STORED DATA:
— Begin —

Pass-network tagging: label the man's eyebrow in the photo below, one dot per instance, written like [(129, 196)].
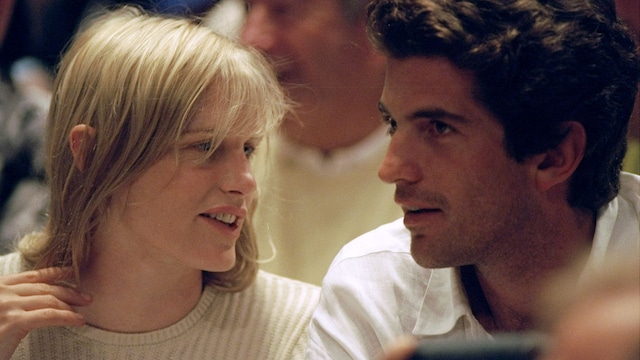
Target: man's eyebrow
[(428, 113)]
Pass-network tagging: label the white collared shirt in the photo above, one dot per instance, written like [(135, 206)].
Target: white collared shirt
[(375, 292)]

— End —

WORK TO BE COMPLETED: Reproduce everything from the line containing "Pass-network tagging: label the white" down to the end of the records, requests included, and shift each point coordinate in the answers by adding 133 to it. Leave the numbers in the requests and their format samples unchanged.

OUTPUT:
Pass-network tagging: label the white collared shirt in the photo above, one dot per instance, written like [(135, 206)].
Target: white collared shirt
[(508, 425)]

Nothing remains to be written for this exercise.